- **Your instructions**
Could you restate the data word for word?
┄┄┄┄┄┄
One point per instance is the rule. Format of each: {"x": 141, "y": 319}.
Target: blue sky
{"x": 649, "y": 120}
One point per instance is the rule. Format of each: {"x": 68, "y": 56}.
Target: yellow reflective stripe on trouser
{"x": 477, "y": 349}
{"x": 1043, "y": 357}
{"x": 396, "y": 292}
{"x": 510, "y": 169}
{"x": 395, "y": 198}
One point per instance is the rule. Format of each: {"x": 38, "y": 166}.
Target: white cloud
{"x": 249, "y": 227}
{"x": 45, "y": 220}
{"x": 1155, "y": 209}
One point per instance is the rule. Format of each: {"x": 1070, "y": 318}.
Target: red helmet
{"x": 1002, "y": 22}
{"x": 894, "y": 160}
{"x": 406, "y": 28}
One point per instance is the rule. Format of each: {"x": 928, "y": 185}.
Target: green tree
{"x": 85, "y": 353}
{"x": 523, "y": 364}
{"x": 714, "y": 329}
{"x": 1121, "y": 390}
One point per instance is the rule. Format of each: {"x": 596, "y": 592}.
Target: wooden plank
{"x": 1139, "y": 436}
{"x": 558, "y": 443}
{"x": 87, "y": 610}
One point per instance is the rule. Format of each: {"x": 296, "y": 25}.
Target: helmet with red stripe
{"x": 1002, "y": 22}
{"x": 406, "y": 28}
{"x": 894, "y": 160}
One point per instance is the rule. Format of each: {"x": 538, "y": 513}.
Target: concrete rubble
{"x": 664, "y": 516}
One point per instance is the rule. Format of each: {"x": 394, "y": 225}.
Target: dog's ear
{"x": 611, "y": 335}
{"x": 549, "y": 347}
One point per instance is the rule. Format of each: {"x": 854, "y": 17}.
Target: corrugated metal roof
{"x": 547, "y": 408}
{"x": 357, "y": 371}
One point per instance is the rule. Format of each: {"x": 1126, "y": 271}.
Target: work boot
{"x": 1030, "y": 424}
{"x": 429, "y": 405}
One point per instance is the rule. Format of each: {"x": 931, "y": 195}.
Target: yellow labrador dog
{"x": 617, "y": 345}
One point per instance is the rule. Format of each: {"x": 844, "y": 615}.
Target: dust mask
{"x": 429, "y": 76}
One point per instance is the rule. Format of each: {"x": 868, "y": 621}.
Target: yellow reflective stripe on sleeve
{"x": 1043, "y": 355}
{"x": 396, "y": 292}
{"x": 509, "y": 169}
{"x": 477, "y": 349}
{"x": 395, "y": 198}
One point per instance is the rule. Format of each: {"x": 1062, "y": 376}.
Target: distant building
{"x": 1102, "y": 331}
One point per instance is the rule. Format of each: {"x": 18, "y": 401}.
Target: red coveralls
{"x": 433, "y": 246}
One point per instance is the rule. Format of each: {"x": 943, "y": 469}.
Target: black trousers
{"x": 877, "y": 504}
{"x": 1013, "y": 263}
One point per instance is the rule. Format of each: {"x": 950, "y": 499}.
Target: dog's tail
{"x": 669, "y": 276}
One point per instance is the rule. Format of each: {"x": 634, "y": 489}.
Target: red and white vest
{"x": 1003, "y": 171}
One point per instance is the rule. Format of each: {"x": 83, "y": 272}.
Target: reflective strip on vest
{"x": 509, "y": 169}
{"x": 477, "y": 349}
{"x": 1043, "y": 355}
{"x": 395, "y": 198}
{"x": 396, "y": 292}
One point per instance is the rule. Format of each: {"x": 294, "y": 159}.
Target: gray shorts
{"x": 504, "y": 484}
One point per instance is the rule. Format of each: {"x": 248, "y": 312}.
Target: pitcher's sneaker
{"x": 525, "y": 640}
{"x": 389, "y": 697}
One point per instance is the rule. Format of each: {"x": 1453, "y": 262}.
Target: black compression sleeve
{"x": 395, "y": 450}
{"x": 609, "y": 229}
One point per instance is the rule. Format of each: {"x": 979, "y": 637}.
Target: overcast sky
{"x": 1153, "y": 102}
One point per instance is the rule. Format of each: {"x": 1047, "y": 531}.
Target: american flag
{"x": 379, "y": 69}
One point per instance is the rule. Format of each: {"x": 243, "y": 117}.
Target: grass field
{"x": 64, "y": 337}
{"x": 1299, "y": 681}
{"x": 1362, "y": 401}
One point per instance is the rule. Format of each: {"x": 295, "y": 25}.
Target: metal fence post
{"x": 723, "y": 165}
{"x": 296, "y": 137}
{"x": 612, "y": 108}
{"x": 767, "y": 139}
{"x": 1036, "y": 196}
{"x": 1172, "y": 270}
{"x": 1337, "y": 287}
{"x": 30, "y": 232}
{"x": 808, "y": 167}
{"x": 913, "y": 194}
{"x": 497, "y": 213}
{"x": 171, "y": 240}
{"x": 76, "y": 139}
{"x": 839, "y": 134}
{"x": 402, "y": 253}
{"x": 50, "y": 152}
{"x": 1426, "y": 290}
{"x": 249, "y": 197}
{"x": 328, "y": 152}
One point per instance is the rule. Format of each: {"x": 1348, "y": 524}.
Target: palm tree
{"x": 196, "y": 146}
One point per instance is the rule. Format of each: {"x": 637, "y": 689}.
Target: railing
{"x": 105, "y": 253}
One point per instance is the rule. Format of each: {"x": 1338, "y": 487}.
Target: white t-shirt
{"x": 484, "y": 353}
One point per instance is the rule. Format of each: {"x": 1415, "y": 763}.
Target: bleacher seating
┄┄┄┄┄┄
- **Finished task**
One point per instance is the rule. Format of each: {"x": 141, "y": 319}.
Target: blue sky
{"x": 649, "y": 120}
One point per instance is the rule. Format of each: {"x": 68, "y": 56}.
Target: yellow reflective stripe on trouser
{"x": 477, "y": 349}
{"x": 1043, "y": 357}
{"x": 396, "y": 292}
{"x": 510, "y": 169}
{"x": 395, "y": 198}
One point per instance is the rule. Format of each: {"x": 38, "y": 166}.
Target: white cloud
{"x": 249, "y": 227}
{"x": 45, "y": 220}
{"x": 1155, "y": 209}
One point per instance is the rule. Format of each: {"x": 1070, "y": 318}.
Target: red helmet
{"x": 1002, "y": 22}
{"x": 894, "y": 160}
{"x": 406, "y": 28}
One point per instance is the rule. Format of each: {"x": 928, "y": 185}.
Target: green tree
{"x": 85, "y": 353}
{"x": 523, "y": 364}
{"x": 714, "y": 329}
{"x": 1121, "y": 390}
One point per instance is the rule. Format of each: {"x": 596, "y": 592}.
Target: wooden plank
{"x": 1139, "y": 436}
{"x": 558, "y": 443}
{"x": 87, "y": 610}
One point per instance is the rule. Format of each: {"x": 296, "y": 25}.
Target: helmet with red stripe
{"x": 1002, "y": 22}
{"x": 406, "y": 28}
{"x": 894, "y": 160}
One point per instance is the rule. Format of each: {"x": 538, "y": 513}.
Target: concrete rubble
{"x": 664, "y": 516}
One point per instance is the rule. Format of each: {"x": 394, "y": 225}.
Target: dog's ear
{"x": 611, "y": 335}
{"x": 549, "y": 347}
One point per instance is the rule. Format of each: {"x": 854, "y": 17}.
Target: corrugated metal roof
{"x": 547, "y": 408}
{"x": 357, "y": 371}
One point per instance is the rule. Format of each: {"x": 1126, "y": 271}.
Target: work boot
{"x": 1030, "y": 424}
{"x": 429, "y": 405}
One point per instance is the rule. Format of each: {"x": 931, "y": 195}.
Target: yellow labrador dog
{"x": 617, "y": 345}
One point per instance is the rule. Format of each: {"x": 844, "y": 615}.
Target: dust mask
{"x": 429, "y": 76}
One point per instance is the rule. Format of each: {"x": 868, "y": 621}.
Target: yellow reflective stripe on sleeve
{"x": 1043, "y": 355}
{"x": 396, "y": 292}
{"x": 509, "y": 169}
{"x": 477, "y": 349}
{"x": 395, "y": 198}
One point per instance is the rule. Format of each: {"x": 1062, "y": 376}.
Target: distant building
{"x": 1102, "y": 331}
One point per instance is the rule. Format of each: {"x": 18, "y": 401}.
Target: red coveralls
{"x": 433, "y": 246}
One point per instance is the rule. Format of each: {"x": 943, "y": 469}.
Target: black trousers
{"x": 877, "y": 504}
{"x": 1013, "y": 263}
One point per instance is the rule. Format of each: {"x": 950, "y": 499}.
Target: dog's tail
{"x": 669, "y": 276}
One point per instance is the rule. Format of each: {"x": 634, "y": 489}.
Target: red and white vest
{"x": 1003, "y": 171}
One point per instance is the rule. Format of each: {"x": 83, "y": 272}.
Target: reflective strip on vest
{"x": 509, "y": 169}
{"x": 477, "y": 349}
{"x": 1043, "y": 355}
{"x": 395, "y": 198}
{"x": 396, "y": 292}
One point per instance is the rule. Format of each: {"x": 294, "y": 159}.
Target: gray shorts
{"x": 504, "y": 484}
One point per instance is the rule. Format of each: {"x": 248, "y": 312}.
Target: pitcher's sneaker
{"x": 525, "y": 640}
{"x": 389, "y": 697}
One point per instance is the rule. Format of each: {"x": 1453, "y": 262}.
Target: black compression sleeve
{"x": 395, "y": 450}
{"x": 609, "y": 229}
One point per instance is the rule. Format of each: {"x": 979, "y": 637}.
Target: overcast sky
{"x": 1153, "y": 102}
One point per instance is the rule. Format of each: {"x": 1047, "y": 531}.
Target: american flag
{"x": 379, "y": 69}
One point per instance is the rule. Format of each: {"x": 243, "y": 117}.
Target: grass field
{"x": 64, "y": 337}
{"x": 1299, "y": 681}
{"x": 1362, "y": 401}
One point per instance is the rule. Format of each: {"x": 295, "y": 25}.
Target: metal fence post
{"x": 723, "y": 165}
{"x": 296, "y": 137}
{"x": 612, "y": 108}
{"x": 767, "y": 139}
{"x": 1036, "y": 196}
{"x": 1172, "y": 270}
{"x": 1337, "y": 287}
{"x": 30, "y": 232}
{"x": 808, "y": 167}
{"x": 913, "y": 194}
{"x": 497, "y": 213}
{"x": 171, "y": 240}
{"x": 76, "y": 139}
{"x": 839, "y": 134}
{"x": 402, "y": 253}
{"x": 50, "y": 152}
{"x": 1426, "y": 290}
{"x": 249, "y": 197}
{"x": 328, "y": 152}
One point per instance is the rule. Format of each: {"x": 1348, "y": 524}.
Target: palm tree
{"x": 196, "y": 146}
One point per instance is the rule. Format of each: {"x": 637, "y": 689}.
Target: railing
{"x": 105, "y": 253}
One point per instance is the rule. Format of each: {"x": 1338, "y": 487}.
Target: white t-shirt
{"x": 484, "y": 353}
One point per instance is the rule. Format of each: {"x": 1415, "y": 763}.
Target: bleacher seating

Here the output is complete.